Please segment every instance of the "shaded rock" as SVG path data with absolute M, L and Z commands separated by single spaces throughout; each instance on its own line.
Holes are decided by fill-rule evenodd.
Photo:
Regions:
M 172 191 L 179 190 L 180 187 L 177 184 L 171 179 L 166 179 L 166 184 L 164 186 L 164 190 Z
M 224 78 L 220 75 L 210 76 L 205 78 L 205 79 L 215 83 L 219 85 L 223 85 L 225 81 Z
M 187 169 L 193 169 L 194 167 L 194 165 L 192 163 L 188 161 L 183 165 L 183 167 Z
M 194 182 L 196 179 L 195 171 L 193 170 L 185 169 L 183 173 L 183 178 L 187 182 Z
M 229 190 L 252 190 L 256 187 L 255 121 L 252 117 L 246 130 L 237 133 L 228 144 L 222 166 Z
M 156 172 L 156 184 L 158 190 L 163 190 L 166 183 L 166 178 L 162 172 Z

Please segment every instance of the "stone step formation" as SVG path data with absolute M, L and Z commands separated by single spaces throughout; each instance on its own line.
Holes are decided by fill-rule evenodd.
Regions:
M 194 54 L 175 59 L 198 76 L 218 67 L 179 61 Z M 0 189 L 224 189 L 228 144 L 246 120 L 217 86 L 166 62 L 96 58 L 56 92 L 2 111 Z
_ _ _ _ _ _ _
WRITTEN PROBLEM: Rescale the listing above: reproduce all of its lines, requests included, with every coordinate in the path data multiplied by 2.55 and rounded to the nearest whole number, halves going up.

OUTPUT OF THE EXERCISE:
Please segment every instance of the "shaded rock" as SVG path data with absolute M, L and Z commands separated by single spaces throughout; each instance on its own line.
Holes are decided by fill-rule evenodd.
Photo:
Regions:
M 439 487 L 456 485 L 459 477 L 451 469 L 436 456 L 423 456 L 423 469 L 418 474 L 418 485 Z
M 571 199 L 561 191 L 536 194 L 523 199 L 523 201 L 548 212 L 558 217 L 569 217 L 574 207 Z
M 477 431 L 492 431 L 495 426 L 495 421 L 490 416 L 479 411 L 467 421 L 467 426 Z
M 495 464 L 500 456 L 497 436 L 492 434 L 472 431 L 467 441 L 467 454 L 477 464 Z
M 584 485 L 643 485 L 653 477 L 650 309 L 643 298 L 627 332 L 604 339 L 581 367 L 566 423 Z
M 398 439 L 398 469 L 403 485 L 416 485 L 423 467 L 423 454 L 413 439 Z

Please segment every instance of the "stone step formation" as SVG path data with absolute M, L and Z commands separated by single spaces throughout; each instance on its own line.
Holes are decided by fill-rule evenodd.
Regions:
M 495 138 L 446 150 L 505 194 L 556 171 L 456 156 Z M 0 482 L 571 482 L 581 367 L 627 306 L 553 219 L 423 158 L 245 148 L 143 235 L 5 283 Z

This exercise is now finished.